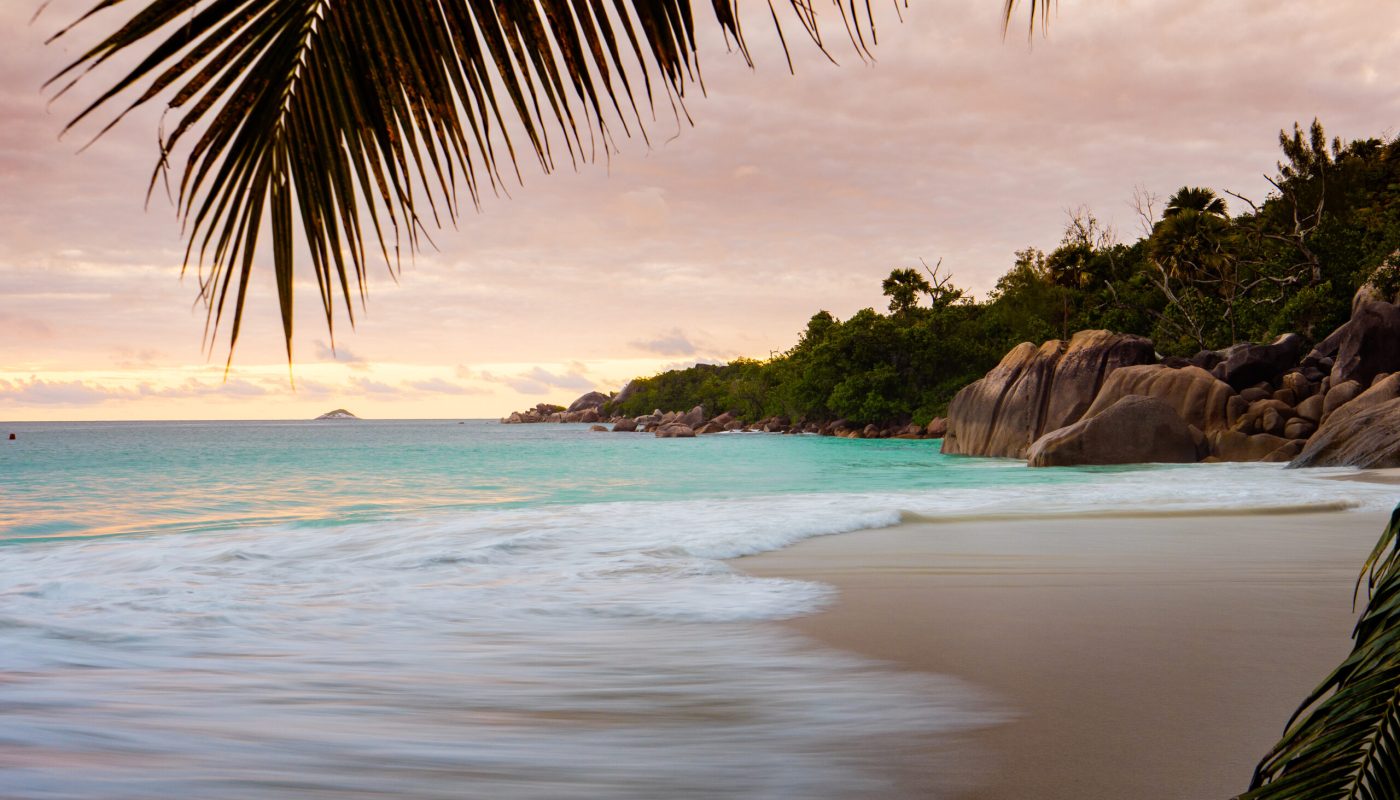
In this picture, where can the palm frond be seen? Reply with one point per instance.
(1039, 10)
(346, 122)
(1344, 740)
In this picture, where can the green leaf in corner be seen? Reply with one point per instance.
(1344, 741)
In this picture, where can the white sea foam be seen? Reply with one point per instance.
(598, 650)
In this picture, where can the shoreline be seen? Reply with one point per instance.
(1141, 657)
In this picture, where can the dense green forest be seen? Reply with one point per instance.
(1208, 271)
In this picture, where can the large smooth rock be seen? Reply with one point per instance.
(1369, 343)
(1080, 373)
(1235, 446)
(1133, 430)
(1248, 363)
(1036, 390)
(973, 412)
(592, 400)
(1199, 398)
(1368, 439)
(1340, 395)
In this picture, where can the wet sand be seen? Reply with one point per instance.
(1141, 657)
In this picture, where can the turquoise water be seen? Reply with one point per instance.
(429, 610)
(83, 479)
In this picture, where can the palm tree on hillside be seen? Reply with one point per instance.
(1194, 199)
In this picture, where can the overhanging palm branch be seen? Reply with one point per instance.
(357, 121)
(349, 122)
(1344, 740)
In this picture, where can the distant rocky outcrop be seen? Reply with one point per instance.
(338, 414)
(590, 401)
(1336, 405)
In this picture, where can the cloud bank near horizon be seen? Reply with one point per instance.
(788, 195)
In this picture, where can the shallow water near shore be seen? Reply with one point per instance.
(441, 610)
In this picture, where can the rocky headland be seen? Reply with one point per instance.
(595, 408)
(1108, 398)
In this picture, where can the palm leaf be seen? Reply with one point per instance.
(346, 122)
(1344, 740)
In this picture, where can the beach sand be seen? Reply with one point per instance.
(1143, 657)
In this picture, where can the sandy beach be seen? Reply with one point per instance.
(1147, 657)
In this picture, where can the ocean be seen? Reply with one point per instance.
(440, 608)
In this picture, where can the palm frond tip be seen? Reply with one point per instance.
(352, 122)
(1344, 740)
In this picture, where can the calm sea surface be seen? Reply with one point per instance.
(471, 610)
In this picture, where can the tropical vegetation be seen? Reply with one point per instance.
(1197, 278)
(1344, 740)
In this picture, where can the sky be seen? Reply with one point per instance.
(788, 194)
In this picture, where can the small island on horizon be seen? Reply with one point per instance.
(338, 414)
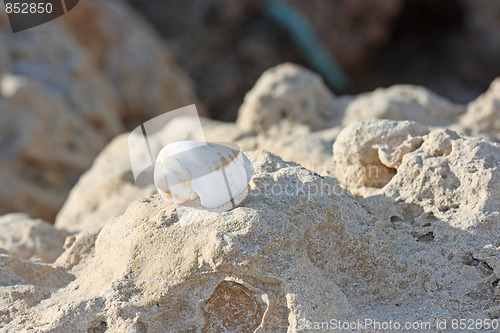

********************

What is needed:
Copy all of the records above word for word, leaving out the pictures.

Solution:
In this picture, where can the palm frond be seen? Reply with one point per instance.
(1039, 10)
(346, 122)
(1344, 740)
In this picture, where can the green leaf in corner be seen? Reply with one point per instance.
(1344, 741)
In this picture, where can the white sea foam be seen? Reply with one point per instance.
(598, 650)
In this picture, where can the shoreline be seen? Reply with one point per instance.
(1141, 657)
In this picture, where can the dense green forest be seen? Reply with one point per instance.
(1208, 271)
In this picture, where can the large smooth rock be seen? Reply with one point per instance.
(1369, 343)
(1080, 373)
(1235, 446)
(1133, 430)
(1248, 363)
(1036, 390)
(973, 412)
(592, 400)
(1199, 398)
(1368, 439)
(1340, 395)
In this picture, where can the wet sand be seen? Reply with one point per instance.
(1141, 657)
In this picture, where can the turquoise water be seen? Reply with one point per instance.
(429, 610)
(83, 479)
In this picture, where can the palm tree on hillside be seen? Reply with one point per instance.
(1194, 199)
In this picture, where can the overhanging palm branch be seen? Reply with one point per instance.
(357, 121)
(349, 122)
(1344, 740)
In this picture, where can the distant rocky outcrop be seen? Reply with one point per instance.
(338, 414)
(590, 401)
(1336, 405)
In this picture, where can the cloud bank near horizon be seen? Reply with one point per instance.
(788, 195)
In this picture, where can the shallow water near shore be seen? Reply with one point per instance.
(441, 610)
In this picture, where can the rocky headland be seen? Reply with one point per instance.
(595, 408)
(1108, 398)
In this picture, where can the palm leaf be seen? Reply with one point per instance.
(346, 122)
(1344, 740)
In this picture, where can the beach sand be seen? Reply with one point per instance.
(1143, 657)
In this picture, where can the sandy beach be seen? Reply with one point per instance.
(1147, 657)
In this picture, where can the ocean be seen? Reply with one point per instance.
(440, 608)
In this picture, where can the palm frond tip be seen? Reply with one point per instance.
(352, 122)
(1344, 740)
In this picture, where can the calm sea surface be seen? Reply with one point per instance.
(471, 610)
In this picture, where can the tropical vegetation be seen? Reply with one point per instance.
(1197, 278)
(1344, 740)
In this picture, where can the sky be seen? Reply with one point per instance.
(788, 194)
In this picture, where can the small island on horizon be seen? Reply with one point per instance.
(338, 414)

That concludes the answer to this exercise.